- DATA IN THIS EXERCISE
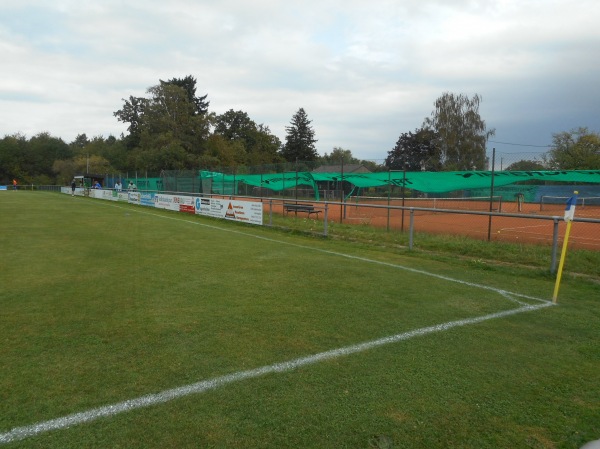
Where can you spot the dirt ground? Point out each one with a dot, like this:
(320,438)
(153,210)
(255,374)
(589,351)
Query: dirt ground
(527,229)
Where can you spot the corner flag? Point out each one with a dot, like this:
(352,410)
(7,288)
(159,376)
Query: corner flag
(569,216)
(570,210)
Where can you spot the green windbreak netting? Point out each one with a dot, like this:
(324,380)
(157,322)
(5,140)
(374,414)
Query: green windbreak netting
(432,182)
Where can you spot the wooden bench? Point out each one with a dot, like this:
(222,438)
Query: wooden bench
(300,207)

- WORK INSTRUCTIONS
Reproduce every line in the records above that contains the word "with".

- SOLUTION TO THIS EXERCISE
Where can you spot the dirt ground? Point out each one with a dot, like this:
Where can you spot the corner flag? Point out each one with a dot, like this:
Where can you spot the green windbreak netting? Point out each one with a dot, like this:
Where can you spot the wooden bench? Point out each one with a dot, like this:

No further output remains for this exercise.